Thanks for pointing it out, I'll base v2 on next in that case.

> On the change more generally there's some performance numbers quoted at,
> so re the recent discussions about fsync() performance I wonder how this
> changes things.

Yeah, good question. I punted on doing benchmarks for this given that I
wasn't completely sure whether there's any preexisting ones which would
fit best here.

No matter the results, I'd still take the stance that we should by
default try to do the right thing and try hard to not end up with
corrupt data, and if filesystem docs explicitly say we must fsync(3P)
then that's what we should be doing. That being said, I wouldn't mind
introducing something like `core.fsyncObjectFiles` for refs, too, so
that folks who want an escape hatch have one.

> I've also noted in those threads recently that our overall use of fsync
> is quite, bad, and especially when it comes to assuming that we don't
> need to fsync dir entries, which we still don't do here.

Yeah. I also thought about not putting the fsync(3P) logic into ref
logic, but instead into our lockfiles. In theory, we should always be
doing this before committing lockfiles into place, so it would fit in
there quite naturally.

> The ext4 docs seem to suggest that this will be the right thing to do in
> either case, but I wonder if this won't increase the odds of corruption
> on some other fs's.
> 
> I.e. before we'd write() && rename() without the fsync(), so on systems
> that deferred fsync() until some global sync point we might have been
> able to rely on those happening atomically (although clearly not on
> others, e.g. ext4).
> 
> But now we'll fsync() the data explicitly, then do a rename(), but we
> don't fsync the dir entry, so per POSIX an external application can't
> rely on seeing that rename yet. Will that bite us still, but just in
> another way on some other systems?
>
> 1. https://stackoverflow.com/questions/7433057/is-rename-without-fsync-safe

Good point. I'd happy to extend this patch to also fsync(3P) the dir
entry. But it does sound like even more of a reason to move the logic
into the lockfiles such that we don't have to duplicate it wherever we
really don't want to end up with corrupted data.

Patrick

Junio C Hamano Nov. 4, 2021, 9:24 p.m. UTC | #3

Ævar Arnfjörð Bjarmason <avarab@gmail.com> writes:

> I think it would probably be best to create a git_fsync_fd() function
> which is non-fatal and has that config/while loop, and have
> fsync_or_die() be a "..or die()" wrapper around that, then you could
> call that git_fsync_fd() here.

Adding git_fsync_fd() smells like a poor taste, as git_fsync() takes
an fd already.  How about making the current one into a static helper

	-int git_fsync(int fd, enum fsync_action action)
	+static int git_fsync_once(int fd, enum fsync_action action)
	 ...

and then hide the looping behavior behind git_fsync() proper?

        int git_fsync(int fd, enum fsync_action action)
        {
                while (git_fsync_once(fd, action) < 0)
                        if (errno != EINTR)
                                return -1;
                return 0;
        }

fsync_or_die() can be simplified by getting rid of its loop.

None of that needs to block Patrick's work, I think.  A version that
uses raw fsync() and punts on EINTR can graduate first, which makes
the situation better than the status quo, and all the ongoing work
that deal with fsync can be extended with an eye to make it also
usable to replace the fsync() call Patrick's fix adds.

» **Written task**
Translate this sentence from the fsync discussion into German: "fsync_or_die() can be simplified by getting rid of its loop." The rows that come next are separate material, unconnected to the fsync discussion.

» **Record set**

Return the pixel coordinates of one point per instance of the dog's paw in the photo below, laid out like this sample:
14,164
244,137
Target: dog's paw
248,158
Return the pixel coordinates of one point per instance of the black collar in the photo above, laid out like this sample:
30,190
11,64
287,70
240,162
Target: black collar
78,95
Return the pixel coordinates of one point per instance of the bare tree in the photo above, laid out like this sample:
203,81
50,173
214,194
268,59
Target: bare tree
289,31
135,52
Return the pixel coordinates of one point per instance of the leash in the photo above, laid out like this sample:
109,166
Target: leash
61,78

* * *

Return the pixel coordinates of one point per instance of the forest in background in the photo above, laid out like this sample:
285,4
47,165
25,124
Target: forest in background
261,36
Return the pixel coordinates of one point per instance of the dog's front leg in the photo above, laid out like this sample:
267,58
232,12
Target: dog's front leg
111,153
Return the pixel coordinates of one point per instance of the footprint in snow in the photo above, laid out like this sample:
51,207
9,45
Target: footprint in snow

» **Expected answer**
fsync_or_die() kann vereinfacht werden, indem man seine Schleife entfernt.